▶ EXERCISE TASK:
Convert the entire listing below into a Markdown table with two columns, Row and Line. Put each line of the listing in its own numbered row, and omit any blank lines.

== DATA FOR THIS EXERCISE

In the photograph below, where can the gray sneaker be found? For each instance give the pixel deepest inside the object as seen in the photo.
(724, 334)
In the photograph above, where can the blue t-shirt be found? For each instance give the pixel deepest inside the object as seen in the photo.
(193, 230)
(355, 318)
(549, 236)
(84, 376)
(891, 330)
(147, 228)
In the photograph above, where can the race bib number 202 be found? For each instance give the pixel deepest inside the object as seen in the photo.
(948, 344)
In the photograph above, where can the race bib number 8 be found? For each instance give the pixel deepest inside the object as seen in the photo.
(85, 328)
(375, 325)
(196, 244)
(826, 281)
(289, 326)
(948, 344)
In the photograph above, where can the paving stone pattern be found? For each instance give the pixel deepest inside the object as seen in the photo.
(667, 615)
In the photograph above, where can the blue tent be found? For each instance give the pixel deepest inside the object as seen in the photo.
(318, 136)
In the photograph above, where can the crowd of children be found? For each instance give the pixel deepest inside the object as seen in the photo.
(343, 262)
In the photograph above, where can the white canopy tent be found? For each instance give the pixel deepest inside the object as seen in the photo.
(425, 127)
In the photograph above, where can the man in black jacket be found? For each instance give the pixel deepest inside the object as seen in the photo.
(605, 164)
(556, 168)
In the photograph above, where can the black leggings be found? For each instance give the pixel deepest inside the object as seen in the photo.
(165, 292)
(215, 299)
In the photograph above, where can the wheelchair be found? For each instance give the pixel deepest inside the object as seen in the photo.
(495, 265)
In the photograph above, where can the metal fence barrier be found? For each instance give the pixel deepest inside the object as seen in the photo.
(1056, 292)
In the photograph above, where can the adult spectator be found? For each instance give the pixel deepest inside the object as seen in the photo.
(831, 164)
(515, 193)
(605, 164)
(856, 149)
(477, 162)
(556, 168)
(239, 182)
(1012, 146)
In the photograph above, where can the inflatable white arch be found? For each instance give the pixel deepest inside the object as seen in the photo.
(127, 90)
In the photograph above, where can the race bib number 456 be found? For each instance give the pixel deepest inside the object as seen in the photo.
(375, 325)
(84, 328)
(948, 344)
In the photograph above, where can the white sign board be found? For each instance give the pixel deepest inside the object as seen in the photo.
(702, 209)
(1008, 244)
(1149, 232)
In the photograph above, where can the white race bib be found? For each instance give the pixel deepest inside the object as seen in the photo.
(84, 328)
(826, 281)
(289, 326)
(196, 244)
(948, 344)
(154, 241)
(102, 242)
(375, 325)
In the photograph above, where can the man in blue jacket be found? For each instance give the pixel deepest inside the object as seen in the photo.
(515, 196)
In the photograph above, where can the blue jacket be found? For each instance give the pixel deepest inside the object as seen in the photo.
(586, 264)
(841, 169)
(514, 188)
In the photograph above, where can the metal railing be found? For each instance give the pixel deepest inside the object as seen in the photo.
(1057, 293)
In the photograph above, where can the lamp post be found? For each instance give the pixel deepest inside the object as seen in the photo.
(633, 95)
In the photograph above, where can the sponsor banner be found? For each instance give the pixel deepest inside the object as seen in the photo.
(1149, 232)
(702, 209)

====

▶ SOLVED EXERCISE:
| Row | Line |
|---|---|
| 1 | In the photograph below, where can the gray sneaker be found? For each instance give the pixel deepest inside the object as seen in the photo. |
| 2 | (724, 334) |
| 3 | In the photograph above, where can the blue t-shirt be found? For each instance give the pixel deepest inside the object as seen in the photo. |
| 4 | (193, 230) |
| 5 | (355, 318) |
| 6 | (549, 236) |
| 7 | (84, 376) |
| 8 | (891, 330) |
| 9 | (147, 228) |
| 10 | In the photograph above, where can the race bib number 202 be found? For each instance give the pixel deepest inside the object as seen in the photo. |
| 11 | (948, 344) |
| 12 | In the photograph above, where can the race bib number 8 be found? For each instance give the pixel deepest inside the object as seen in the photo. |
| 13 | (85, 328) |
| 14 | (375, 325) |
| 15 | (196, 244) |
| 16 | (826, 281) |
| 17 | (289, 326) |
| 18 | (948, 344) |
| 19 | In the photograph above, where can the paving stone pattern be found? For each instance give the pixel deepest inside the object as seen in the photo. |
| 20 | (667, 615) |
| 21 | In the photograph above, where can the blue tent be found? For each instance give the pixel deepest inside the object as seen in the photo. |
| 22 | (318, 136) |
| 23 | In the photograph above, where can the crowd of children be found? For each instance give the pixel deepest inside the object as seen in the photo. |
| 24 | (343, 262) |
| 25 | In the photograph above, where can the white canopy tent be found? For each instance give the pixel deepest inside the object as seen in the photo. |
| 26 | (425, 127) |
| 27 | In the photograph above, where can the man in black jacket be found? For each instance give the pixel deepest inside the object as seen in the photo. |
| 28 | (605, 164) |
| 29 | (556, 168) |
| 30 | In the photograph above, where can the black leggings be found? For each instance give the pixel deepest inside the object as seen in the photo. |
| 31 | (165, 292) |
| 32 | (215, 299) |
| 33 | In the photograph above, where can the wheelchair be found? For each instance give the pixel deepest inside the object as seen in the photo. |
| 34 | (495, 265) |
| 35 | In the photograph above, where can the metal fence barrier be found? For each instance give the pixel deepest inside the object as seen in the photo. |
| 36 | (1056, 292) |
| 37 | In the photograph above, where can the adult spectator be found? For each instance give the pixel deepest inside the object as seen in the photo. |
| 38 | (831, 164) |
| 39 | (515, 193) |
| 40 | (605, 164) |
| 41 | (856, 149) |
| 42 | (477, 162) |
| 43 | (556, 168) |
| 44 | (239, 182) |
| 45 | (1012, 146) |
| 46 | In the photograph above, where can the inflatable white arch be found? For each instance give the pixel deepest inside the object as seen in the photo. |
| 47 | (127, 90) |
| 48 | In the photograph above, where can the race bib number 456 be found? For each instance give the pixel deepest inside the object as seen in the photo. |
| 49 | (375, 325) |
| 50 | (84, 328) |
| 51 | (948, 344) |
| 52 | In the photograph above, where can the white sign board be found? For each instance give the pixel deepest inside the object as seen in the photo. |
| 53 | (702, 209) |
| 54 | (1008, 244) |
| 55 | (1149, 232) |
| 56 | In the photograph above, where can the white race bib be found? For each instance give the pixel deepest inside the object as seen in the photo. |
| 57 | (84, 328) |
| 58 | (826, 281) |
| 59 | (289, 326) |
| 60 | (196, 244) |
| 61 | (948, 344) |
| 62 | (154, 241) |
| 63 | (102, 242) |
| 64 | (375, 325) |
| 65 | In the photograph above, where can the man in blue jacket be found? For each instance give the pixel deepest inside the object as seen in the photo. |
| 66 | (515, 196) |
| 67 | In the photograph above, where can the blue jacket be found? For each instance give the pixel deepest inside the object as seen in the photo. |
| 68 | (586, 264) |
| 69 | (841, 169) |
| 70 | (514, 188) |
| 71 | In the photograph above, where can the metal railing be found? For each instance give the pixel deepest inside the object as seen in the photo. |
| 72 | (1057, 293) |
| 73 | In the photograph above, where can the lamp post be found? For each instance give the pixel deepest inside the object as seen in the photo. |
| 74 | (633, 95) |
| 75 | In the photograph above, where can the sponsor banner be found? For each instance give the pixel deepest inside the object as seen in the photo. |
| 76 | (1149, 232) |
| 77 | (702, 209) |